ACTION ITEM →
First find the line with "Target: thumbs up hand" in the entries below, then set down exactly every line through the line with "Target: curly black hair", that line included.

[Stored data]

--------

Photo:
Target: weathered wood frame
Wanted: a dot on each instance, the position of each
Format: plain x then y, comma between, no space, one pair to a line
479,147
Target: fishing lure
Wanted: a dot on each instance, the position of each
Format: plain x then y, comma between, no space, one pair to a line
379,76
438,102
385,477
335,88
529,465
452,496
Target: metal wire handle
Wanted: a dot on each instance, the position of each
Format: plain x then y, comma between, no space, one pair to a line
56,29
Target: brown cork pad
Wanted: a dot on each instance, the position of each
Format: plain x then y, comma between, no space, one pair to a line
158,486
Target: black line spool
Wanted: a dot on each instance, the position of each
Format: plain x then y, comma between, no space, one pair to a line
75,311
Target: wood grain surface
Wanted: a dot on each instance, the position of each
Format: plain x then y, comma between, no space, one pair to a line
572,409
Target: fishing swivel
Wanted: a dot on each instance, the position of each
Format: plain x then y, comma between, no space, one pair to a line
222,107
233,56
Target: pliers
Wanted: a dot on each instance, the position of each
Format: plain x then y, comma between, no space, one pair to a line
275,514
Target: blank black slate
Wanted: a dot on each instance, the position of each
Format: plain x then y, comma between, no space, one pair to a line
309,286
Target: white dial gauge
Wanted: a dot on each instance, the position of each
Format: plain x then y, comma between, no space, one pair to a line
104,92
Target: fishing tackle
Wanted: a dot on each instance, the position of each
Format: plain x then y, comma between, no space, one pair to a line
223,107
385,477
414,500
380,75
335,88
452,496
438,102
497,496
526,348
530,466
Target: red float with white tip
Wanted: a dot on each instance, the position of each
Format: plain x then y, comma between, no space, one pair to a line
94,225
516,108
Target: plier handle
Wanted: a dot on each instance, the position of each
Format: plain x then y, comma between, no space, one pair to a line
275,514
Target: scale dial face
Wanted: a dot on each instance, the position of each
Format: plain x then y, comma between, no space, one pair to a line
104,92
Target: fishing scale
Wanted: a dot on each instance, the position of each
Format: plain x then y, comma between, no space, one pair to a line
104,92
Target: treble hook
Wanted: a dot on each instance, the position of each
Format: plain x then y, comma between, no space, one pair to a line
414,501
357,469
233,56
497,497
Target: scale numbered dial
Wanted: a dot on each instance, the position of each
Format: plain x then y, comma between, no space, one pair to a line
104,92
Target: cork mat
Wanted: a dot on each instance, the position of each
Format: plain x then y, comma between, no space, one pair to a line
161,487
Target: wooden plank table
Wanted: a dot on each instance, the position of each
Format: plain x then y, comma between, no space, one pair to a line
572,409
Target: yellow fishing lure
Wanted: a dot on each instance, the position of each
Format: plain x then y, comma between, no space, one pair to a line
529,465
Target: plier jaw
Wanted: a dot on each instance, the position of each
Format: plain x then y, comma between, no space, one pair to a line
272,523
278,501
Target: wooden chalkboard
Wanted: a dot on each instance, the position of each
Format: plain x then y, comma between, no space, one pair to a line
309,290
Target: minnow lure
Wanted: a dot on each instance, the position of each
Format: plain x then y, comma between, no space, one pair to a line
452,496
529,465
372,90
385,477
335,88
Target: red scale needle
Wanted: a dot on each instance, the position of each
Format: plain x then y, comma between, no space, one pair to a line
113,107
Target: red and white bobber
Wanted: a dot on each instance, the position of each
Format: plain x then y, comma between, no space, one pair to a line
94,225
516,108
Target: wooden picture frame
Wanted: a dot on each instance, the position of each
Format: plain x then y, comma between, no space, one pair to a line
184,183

--------

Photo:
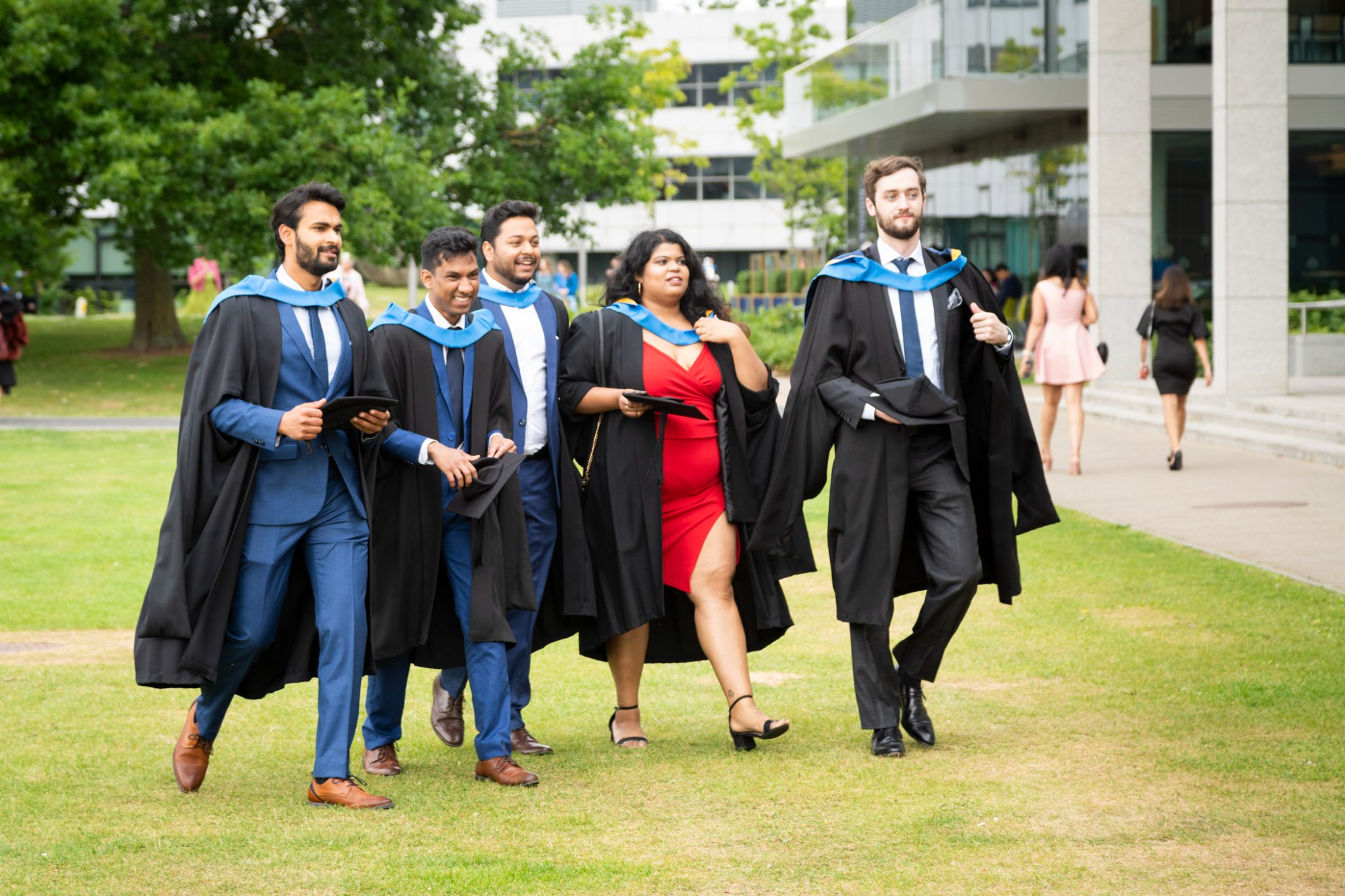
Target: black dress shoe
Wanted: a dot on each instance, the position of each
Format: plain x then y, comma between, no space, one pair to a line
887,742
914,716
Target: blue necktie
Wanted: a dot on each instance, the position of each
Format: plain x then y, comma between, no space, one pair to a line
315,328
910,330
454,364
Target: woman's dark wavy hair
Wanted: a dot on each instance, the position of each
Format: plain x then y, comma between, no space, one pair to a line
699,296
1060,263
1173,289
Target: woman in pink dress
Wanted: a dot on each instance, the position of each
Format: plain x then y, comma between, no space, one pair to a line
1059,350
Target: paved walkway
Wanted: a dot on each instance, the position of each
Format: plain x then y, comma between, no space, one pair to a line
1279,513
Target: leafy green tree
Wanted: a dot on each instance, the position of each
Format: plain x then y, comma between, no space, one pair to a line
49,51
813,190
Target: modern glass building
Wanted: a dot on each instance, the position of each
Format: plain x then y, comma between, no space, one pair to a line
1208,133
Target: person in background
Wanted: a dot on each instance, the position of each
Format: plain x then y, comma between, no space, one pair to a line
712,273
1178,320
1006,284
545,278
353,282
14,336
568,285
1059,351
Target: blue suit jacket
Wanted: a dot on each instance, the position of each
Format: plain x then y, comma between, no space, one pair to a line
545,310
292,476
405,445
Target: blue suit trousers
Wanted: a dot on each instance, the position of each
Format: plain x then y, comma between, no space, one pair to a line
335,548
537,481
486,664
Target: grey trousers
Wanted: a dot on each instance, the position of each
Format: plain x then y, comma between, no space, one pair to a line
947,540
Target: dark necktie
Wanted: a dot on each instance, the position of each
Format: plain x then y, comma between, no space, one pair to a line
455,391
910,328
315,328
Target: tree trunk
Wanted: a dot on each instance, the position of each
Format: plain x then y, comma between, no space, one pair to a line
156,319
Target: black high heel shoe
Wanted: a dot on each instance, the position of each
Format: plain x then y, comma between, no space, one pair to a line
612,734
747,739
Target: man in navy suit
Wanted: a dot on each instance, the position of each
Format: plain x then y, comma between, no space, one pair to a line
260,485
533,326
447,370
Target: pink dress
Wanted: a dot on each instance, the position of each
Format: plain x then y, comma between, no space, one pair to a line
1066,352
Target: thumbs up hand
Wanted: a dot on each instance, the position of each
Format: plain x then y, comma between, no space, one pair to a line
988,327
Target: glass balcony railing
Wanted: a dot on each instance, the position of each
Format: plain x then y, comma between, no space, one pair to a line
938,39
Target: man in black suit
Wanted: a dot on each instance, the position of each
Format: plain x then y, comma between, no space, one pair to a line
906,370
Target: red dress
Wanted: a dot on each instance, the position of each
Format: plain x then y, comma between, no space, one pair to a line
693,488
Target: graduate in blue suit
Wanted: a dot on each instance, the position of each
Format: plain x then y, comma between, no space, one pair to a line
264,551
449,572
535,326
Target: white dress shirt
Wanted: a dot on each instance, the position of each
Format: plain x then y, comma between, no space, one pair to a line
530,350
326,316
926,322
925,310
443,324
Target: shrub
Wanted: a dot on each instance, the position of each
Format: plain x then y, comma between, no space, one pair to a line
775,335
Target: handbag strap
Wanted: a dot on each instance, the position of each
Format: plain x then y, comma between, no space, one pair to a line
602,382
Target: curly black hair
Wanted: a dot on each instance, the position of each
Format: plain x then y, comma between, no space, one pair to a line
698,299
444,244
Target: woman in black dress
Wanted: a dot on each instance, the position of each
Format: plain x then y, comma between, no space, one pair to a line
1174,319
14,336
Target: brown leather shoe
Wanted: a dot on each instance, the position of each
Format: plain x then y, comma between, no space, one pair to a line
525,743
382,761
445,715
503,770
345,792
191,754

--------

WRITTEN REPLY →
Target: thumbs up hand
Wanted: a dot on each instance, the position of each
Format: plain x then y, comma between, no space, one pair to a line
988,327
Target: glass balcony railing
Wanted: a dot on each instance, the position of each
Format: plain x then y, comma between, no space, one pair to a line
938,39
Target: man in black suit
Wanted: a dot on each instance, the position of each
Format: plain x then y, comma between, no space, one pair to a line
906,370
Target: red dress
Wanted: a dot on each instance, the position of each
Format: plain x then y, comma between, no space, one pair to a line
693,488
Target: graduate in blue suit
Wanted: a dot on each instance, the position of each
Format: plain x then y, comma between, no space, one pair to a line
264,551
449,572
535,326
Target: white dress shirt
Wanted: a dot on each instance, the position of each
Format: plain x then y, comma between, no space, one pair to a line
530,350
326,316
926,322
925,310
443,324
Target: shrub
Wanted: a dot on each instance, the position of each
Format: plain x then y, comma between, no space, one pair to a line
775,335
Target: handbag strap
Wanted: a dot on each instance, the position of each
Format: plain x then y, comma between, no space, one pair to a line
602,382
Target: curly black hair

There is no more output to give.